— Start of Given passage —
2.4 Qualitative Research Methods

  • Core belief: qualitative research aims to understand social life from the inside, focusing on meanings, motives, emotions, and social processes.

  • Forms of qualitative research include:

    • Observational studies (ethnography): intensive study of a group by observing daily life; can be participant (the researcher joins in) or non-participant; overt (group knows they are being studied) or covert (researcher hides their role).

    • Informal or unstructured interviews: open-ended conversations that explore respondents’ views in depth.

    • Focus groups: groups discuss a topic under researcher guidance; responses are jointly constructed.

    • Other qualitative methods include video/audio recordings and in-depth diaries.

  • Observational research: key distinctions

    • Participant vs non-participant observation:

    • Participant: researcher joins the group, may influence behavior; can yield deeper insights but risks going ‘native’ or losing objectivity.

    • Non-participant: observer watches without joining; less risk of bias but may yield shallower insights.

    • Overt vs covert observation:

    • Overt: group is aware of the research; ethical and practical benefits (consent, trust) but may alter behavior (Hawthorne effect).

    • Covert: researcher hides involvement; offers access to authentic behavior but raises ethical concerns about deception and consent.
— End of Given passage —
— Start of Information given —
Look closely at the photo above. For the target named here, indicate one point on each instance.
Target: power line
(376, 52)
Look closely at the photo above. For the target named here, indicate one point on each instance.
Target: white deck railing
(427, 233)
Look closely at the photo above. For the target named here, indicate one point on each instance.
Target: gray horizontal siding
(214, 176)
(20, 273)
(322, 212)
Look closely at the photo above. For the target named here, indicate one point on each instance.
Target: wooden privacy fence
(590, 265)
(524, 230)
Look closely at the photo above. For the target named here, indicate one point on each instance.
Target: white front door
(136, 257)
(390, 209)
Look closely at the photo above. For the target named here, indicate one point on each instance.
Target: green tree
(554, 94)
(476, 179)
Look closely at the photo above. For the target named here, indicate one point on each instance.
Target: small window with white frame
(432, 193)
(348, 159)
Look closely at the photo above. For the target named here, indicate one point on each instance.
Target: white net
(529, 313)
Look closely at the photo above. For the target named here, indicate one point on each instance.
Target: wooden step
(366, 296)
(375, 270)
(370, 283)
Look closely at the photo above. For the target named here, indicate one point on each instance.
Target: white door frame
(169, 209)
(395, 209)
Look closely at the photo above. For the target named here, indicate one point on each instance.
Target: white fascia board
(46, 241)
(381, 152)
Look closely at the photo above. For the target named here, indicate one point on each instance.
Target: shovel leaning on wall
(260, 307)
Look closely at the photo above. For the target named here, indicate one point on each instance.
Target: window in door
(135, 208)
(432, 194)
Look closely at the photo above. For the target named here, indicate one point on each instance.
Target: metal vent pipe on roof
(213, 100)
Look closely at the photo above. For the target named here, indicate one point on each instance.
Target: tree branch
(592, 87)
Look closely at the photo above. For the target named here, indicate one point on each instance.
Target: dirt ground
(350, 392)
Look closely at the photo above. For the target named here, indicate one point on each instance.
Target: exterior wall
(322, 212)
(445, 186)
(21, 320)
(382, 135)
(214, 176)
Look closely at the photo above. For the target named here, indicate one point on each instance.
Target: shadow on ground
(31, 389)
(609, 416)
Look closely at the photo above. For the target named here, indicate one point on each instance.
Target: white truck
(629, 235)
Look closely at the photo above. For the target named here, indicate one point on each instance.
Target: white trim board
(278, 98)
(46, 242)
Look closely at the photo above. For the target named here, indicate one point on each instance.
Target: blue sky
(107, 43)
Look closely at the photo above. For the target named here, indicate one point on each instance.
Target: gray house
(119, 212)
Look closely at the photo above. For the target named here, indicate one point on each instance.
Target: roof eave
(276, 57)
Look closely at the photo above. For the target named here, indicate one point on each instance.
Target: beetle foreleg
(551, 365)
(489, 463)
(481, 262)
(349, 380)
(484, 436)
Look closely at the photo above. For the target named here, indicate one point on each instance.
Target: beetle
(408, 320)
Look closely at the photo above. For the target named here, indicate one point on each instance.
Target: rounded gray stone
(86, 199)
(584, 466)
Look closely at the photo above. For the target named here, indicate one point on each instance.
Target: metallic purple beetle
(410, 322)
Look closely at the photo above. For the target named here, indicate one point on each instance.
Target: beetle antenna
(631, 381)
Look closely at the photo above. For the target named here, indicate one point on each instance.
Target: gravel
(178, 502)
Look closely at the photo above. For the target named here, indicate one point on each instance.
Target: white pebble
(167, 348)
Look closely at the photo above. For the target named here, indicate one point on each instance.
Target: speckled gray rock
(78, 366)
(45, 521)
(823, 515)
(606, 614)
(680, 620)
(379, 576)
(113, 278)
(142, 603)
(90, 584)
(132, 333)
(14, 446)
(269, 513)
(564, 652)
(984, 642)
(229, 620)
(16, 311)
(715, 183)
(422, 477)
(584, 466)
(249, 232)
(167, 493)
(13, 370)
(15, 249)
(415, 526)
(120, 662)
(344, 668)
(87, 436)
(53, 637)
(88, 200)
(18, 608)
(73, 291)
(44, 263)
— End of Information given —
• **What you have to do**: Please return the qualitative research methods notes word for word, from start to finish.

• **Exercise output**:
2.4 Qualitative Research Methods

  • Core belief: qualitative research aims to understand social life from the inside, focusing on meanings, motives, emotions, and social processes.

  • Forms of qualitative research include:

    • Observational studies (ethnography): intensive study of a group by observing daily life; can be participant (the researcher joins in) or non-participant; overt (group knows they are being studied) or covert (researcher hides their role).

    • Informal or unstructured interviews: open-ended conversations that explore respondents’ views in depth.

    • Focus groups: groups discuss a topic under researcher guidance; responses are jointly constructed.

    • Other qualitative methods include video/audio recordings and in-depth diaries.

  • Observational research: key distinctions

    • Participant vs non-participant observation:

    • Participant: researcher joins the group, may influence behavior; can yield deeper insights but risks going ‘native’ or losing objectivity.

    • Non-participant: observer watches without joining; less risk of bias but may yield shallower insights.

    • Overt vs covert observation:

    • Overt: group is aware of the research; ethical and practical benefits (consent, trust) but may alter behavior (Hawthorne effect).

    • Covert: researcher hides involvement; offers access to authentic behavior but raises ethical concerns about deception and consent.